__PAGE TEXT__:
If you saw a links response with:

id semantics product_type content_type ...
id1 #this #image application/fits ...
id1 #derivation #table application/fits ...

You could infer that the second link was to a fits file with a table in it, but does #derivation tell you what's in the table? what is a row in that table? is it clear that it is an extracted source? if not, how could we make that clear?

The answer could be a narrower term than #derivation that said something about what kind of derivation: same data but processed to be "better" vs information extracted vs astronomical sources extracted ...

So I guess if both datalink/core and product-type vocabularies grow sufficiently, aren't too rigid and don't become a huge mess then we'd be OK with a product_type column restricted to values from that vocabulary. The combinations from two vocabularies will make this quite flexible... I suspect 3 such things would be too much.

Francois - do you think this will work for the use cases from Ada and others you mentioned?

Aside: At CADC we have a handful of astronomers and data-scientists that use our services a lot; they are pseudo-representative of the community (pseudo because they know too much now). I am keenly aware of how much they hate it when things change and if you give them something simple they get used to you can never go back and generalize it in a way that makes it more complex. As a result, I am extremely leery of simple-looking things that look like short cuts unless I have sketched out the general solution and I know the shortcut is not going to bite me later. So like Markus, I don't think I grok the general problem here (lack of use cases) and that makes me a little worried that we'll regret something. OTOH, if we just think about it as "used to be able to say one thing about a link" and "now you can say two things about a link" then that helps.

Bonnarel · 2021-05-20T15:23:06Z

OK, I get the objection to the wild west of arbitrary full URLs to something on the internet; I don't think it would magically work either and they are just opaque identifiers to s/w (a human could go get the definition of a term).

I re-read what I think is the original post on this (issue #44) and in there I noted a couple of rather simple things that maybe are enough to get by for some time. First, there is a (proposed) "tabular" or "table" value in the product-type vocabulary; assuming such a VEP was accepted this would nominally be the way to link to "records" (query results).

If you saw a links response with:

id semantics product_type content_type ...
id1 #this #image application/fits ...
id1 #derivation #table application/fits ...

You could infer that the second link was to a fits file with a table in it, but does #derivation tell you what's in the table? what is a row in that table? is it clear that it is an extracted source? if not, how could we make that clear?

The answer could be a narrower term than #derivation that said something about what kind of derivation: same data but processed to be "better" vs information extracted vs astronomical sources extracted ...

__DIRECTIVE__:
Please write what comes next in the forum discussion of datalink product types, starting after its last sentence. The listing after this has no connection to the discussion of datalink product types.

__RECORDS SHOWN__:
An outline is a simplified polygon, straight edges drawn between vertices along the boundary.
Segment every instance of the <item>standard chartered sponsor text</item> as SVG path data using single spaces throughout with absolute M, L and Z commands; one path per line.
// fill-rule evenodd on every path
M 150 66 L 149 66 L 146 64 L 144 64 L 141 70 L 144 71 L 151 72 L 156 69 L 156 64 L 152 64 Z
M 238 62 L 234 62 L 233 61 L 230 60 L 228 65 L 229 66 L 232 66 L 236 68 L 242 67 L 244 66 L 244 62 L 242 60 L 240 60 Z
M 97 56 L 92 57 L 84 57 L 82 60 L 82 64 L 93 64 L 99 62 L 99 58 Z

__EXERCISE ANSWER__:
So I guess if both datalink/core and product-type vocabularies grow sufficiently, aren't too rigid and don't become a huge mess then we'd be OK with a product_type column restricted to values from that vocabulary. The combinations from two vocabularies will make this quite flexible... I suspect 3 such things would be too much.

Francois - do you think this will work for the use cases from Ada and others you mentioned?

well there are two level of answers :
1 ) if we consider the original usecase where #this is a "source" or "detection" in a catalog and #link is a timeseries "of #this" for sure product_type combined with one of (coderived, derived, counterpart, progenitor) semantics term is enough. And content_type will tell us about the format.
But
2 ) - when #link is not a dataproduct product_type is useless. It is not a problem per se. we can leave it empty. But maybe we want to say more about what it is in that case. Imagine #link is "Documentation". Is that a tutorial ? a refered article ? a simple html page ? a github repository ? Where do we put this information if the new field is reserved for dataproduct_type vocabulary ?
- in Ada's proposal there were 4 levels :
Level 0 - Data-format (fits, VOTable, PDF, png, …)
Level 1 - Data-type (tabular, image, spectrum, cube, text, …)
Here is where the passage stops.